▸ **GOAL 1**
In the forum thread on besseae flavum crosses, what are the two parents of Phrag. Franz Glanz?
▸ **GOAL 2**
Continue the forum thread on besseae flavum crosses from the point where it stops.
— Begin SOURCE —
# 3 besseae flavum crosses



## SlipperFan (Dec 15, 2009)

Phrag. Franz Glanz (besseae ‘Winter Sun’ x richteri ‘Green Giant’) 







Phrag. Lutz Rohlke (besseae ‘Bit-O-Sun’ x boisserianum)






Phrag. Robin Redbreast, flavum (Robert Palm ‘Roberto’ x besseae flavum)


----------



## Candace (Dec 15, 2009)

Wow, all three are great.


----------



## smartie2000 (Dec 15, 2009)

Awesome variety of flavum blooms, all of them inherited the yellow.
But I love about the first one.

I just ordered Lutz Rollke made with flavum. I can't wait till it blooms, I'm hoping for something similar.


----------



## raymond (Dec 15, 2009)

wow 3flowers very nice


----------



## Yoyo_Jo (Dec 15, 2009)

They are all beautiful, but the first one made me think OMG. :drool:


----------



## NYEric (Dec 15, 2009)
— End SOURCE —
— Begin LISTED RECORDS —
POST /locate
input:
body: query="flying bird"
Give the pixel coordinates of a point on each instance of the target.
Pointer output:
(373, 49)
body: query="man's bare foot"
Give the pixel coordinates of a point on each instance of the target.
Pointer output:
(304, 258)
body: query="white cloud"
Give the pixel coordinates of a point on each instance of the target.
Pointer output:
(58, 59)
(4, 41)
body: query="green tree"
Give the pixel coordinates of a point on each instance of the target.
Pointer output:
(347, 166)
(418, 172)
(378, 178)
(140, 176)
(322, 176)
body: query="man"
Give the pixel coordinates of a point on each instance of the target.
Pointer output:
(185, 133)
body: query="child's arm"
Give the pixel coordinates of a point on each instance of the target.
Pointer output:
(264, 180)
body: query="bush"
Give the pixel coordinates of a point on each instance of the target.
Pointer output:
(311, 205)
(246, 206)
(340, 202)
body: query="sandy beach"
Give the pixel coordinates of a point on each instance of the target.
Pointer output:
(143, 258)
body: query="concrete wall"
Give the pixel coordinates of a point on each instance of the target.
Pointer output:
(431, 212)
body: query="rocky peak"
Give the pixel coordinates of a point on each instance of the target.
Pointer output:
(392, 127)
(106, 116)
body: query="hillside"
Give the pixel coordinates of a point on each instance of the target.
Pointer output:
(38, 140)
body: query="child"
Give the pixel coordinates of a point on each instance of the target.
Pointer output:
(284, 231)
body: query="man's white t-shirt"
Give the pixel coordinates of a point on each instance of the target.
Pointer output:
— End LISTED RECORDS —
▸ **FINAL RESULT 1**
besseae 'Winter Sun' and richteri 'Green Giant'

▸ **FINAL RESULT 2**
Yay besseae [flavum] hybrids!


----------



## John M (Dec 16, 2009)

Spectacular!


----------



## JeanLux (Dec 16, 2009)

great, all of them (with a little pref. for the 3rd)!!! Jean


----------



## paphjoint (Dec 16, 2009)

Very nice all three


----------



## T.paph (Dec 16, 2009)

very nice all of them.


----------



## Phrag-Plus (Dec 16, 2009)

Wow! All of them are spectacular and you photos always gorgeous Dot!


----------



## Shiva (Dec 16, 2009)

Three lovely flowers. More to add on my ever growing wish list. Thanks for showing them and making me envious. :drool:


----------



## biothanasis (Dec 16, 2009)

Cool all three of them!


----------



## phrag guy (Dec 16, 2009)

All 3 are great, the Franz Glanz is not often seen


----------



## Scooby5757 (Dec 16, 2009)

The Franz Glanz is stunning! They all are great, but the Franz has my heart!


----------



## paphioland (Dec 16, 2009)

Nice thanks


----------



## goldenrose (Dec 16, 2009)

:clap: :drool: :smitten: all are lovely but she saved the *best* for last!
Hope mine's as nice!


----------



## NYEric (Dec 16, 2009)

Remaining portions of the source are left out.